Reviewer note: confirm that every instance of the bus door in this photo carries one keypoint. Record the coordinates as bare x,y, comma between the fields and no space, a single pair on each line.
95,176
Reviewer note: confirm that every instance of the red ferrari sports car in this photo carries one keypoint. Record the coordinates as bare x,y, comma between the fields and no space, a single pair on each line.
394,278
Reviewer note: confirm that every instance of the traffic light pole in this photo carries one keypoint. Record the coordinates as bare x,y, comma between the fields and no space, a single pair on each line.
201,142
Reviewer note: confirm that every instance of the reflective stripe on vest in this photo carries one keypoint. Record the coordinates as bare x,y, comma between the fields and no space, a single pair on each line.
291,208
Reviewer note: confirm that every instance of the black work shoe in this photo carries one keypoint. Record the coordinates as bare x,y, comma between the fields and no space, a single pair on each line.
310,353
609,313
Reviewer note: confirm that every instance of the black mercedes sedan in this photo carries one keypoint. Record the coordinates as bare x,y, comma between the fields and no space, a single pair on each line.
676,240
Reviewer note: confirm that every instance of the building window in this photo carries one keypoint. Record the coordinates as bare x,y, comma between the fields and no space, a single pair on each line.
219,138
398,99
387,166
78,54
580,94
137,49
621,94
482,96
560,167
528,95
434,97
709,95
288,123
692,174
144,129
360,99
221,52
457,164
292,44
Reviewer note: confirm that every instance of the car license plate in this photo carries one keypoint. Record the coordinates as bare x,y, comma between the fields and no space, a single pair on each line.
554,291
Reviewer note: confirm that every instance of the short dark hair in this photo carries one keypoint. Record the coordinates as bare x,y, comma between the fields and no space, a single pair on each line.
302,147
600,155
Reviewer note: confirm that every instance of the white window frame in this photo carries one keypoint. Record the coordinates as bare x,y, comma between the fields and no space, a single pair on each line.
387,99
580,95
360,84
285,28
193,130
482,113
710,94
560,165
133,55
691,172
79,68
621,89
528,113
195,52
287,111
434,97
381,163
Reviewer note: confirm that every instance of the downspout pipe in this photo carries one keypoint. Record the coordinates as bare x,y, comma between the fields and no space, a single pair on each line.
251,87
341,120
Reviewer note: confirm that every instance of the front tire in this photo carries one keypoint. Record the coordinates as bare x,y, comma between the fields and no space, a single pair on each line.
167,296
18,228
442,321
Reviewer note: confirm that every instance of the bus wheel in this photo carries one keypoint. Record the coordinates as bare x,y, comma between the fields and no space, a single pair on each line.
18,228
* * *
Task item:
An exact transcription of every record above is required.

Response to the exercise:
Reviewer note: confirm that every instance of the bus door in this photo carries one keypoint. Record the coordinates as bare x,y, comma between the fields and no space, a single pair on each line.
95,176
Reviewer note: confirm that every instance of the red ferrari sports car in this photo carries one keypoint. Record the coordinates as bare x,y, comma between the fields and no space, a single pair on each line.
394,278
Reviewer note: confirm that every instance of the traffic light pole in this photo carries one keypoint. Record the coordinates as bare x,y, comma between the fields and no space, a single pair on each line.
201,142
Reviewer note: confirm that every instance of the reflective stripe on vest in this photo carries one keypoint. Record the coordinates as bare x,y, comma between the fields and no space, a single pair on each line.
291,208
Reviewer note: confirm that every instance of the black work shoe in this photo carries one keypoint. Record the coordinates as bare x,y, comma between the fields and no space, a single pair on each line.
310,353
609,313
Reviewer note: confirm that every instance of the black mercedes sedan in this photo carries one keypoint. Record the coordinates as bare x,y, comma between the fields and no space, a single pair on each line.
676,240
Reviewer note: confirm that every instance of the building window in this photo carries one keypoint. Record the coordinates as bare x,y, comma between the fields and no space, a single pair on each line.
219,138
398,99
387,166
78,54
580,94
137,49
621,94
482,96
560,167
528,95
434,97
709,95
288,123
692,174
144,129
360,99
221,52
457,164
292,44
Reviewer note: confirm that every instance of the car license plate in this photo carries one keypoint. Record the coordinates as bare x,y, comma between the fields and no space, a single pair on each line.
554,291
Reviewer note: confirm that every instance of the short dark hair in this photo carries one keypoint. Record the coordinates as bare x,y, comma between the fields and no space, a single pair on each line.
302,147
600,155
Reviewer note: confirm that every instance of the white window frame in this photo carries one keypoint. Record the coordinates as bare x,y, comma between the fields and no space, a single pair on each line.
387,99
580,95
360,84
285,28
193,130
482,113
710,94
560,165
133,55
691,172
79,68
621,89
528,113
195,52
287,111
434,97
381,163
Reviewer note: confirm that every instance of the downspout pipe in this photo carries one keypoint. Record the coordinates as bare x,y, comma between the fields and no space, a single pair on each line.
251,87
341,120
Reviewer note: confirm that every instance of the front tire in this photo carries one keypoint. Record the coordinates as bare x,y, comma between the fields and no space, a single pair on each line.
167,296
18,228
442,321
Reviewer note: confirm that every instance of the bus wheel in this photo carries one keypoint. Record the coordinates as bare x,y, comma between the fields and no space, a single pair on each line.
18,228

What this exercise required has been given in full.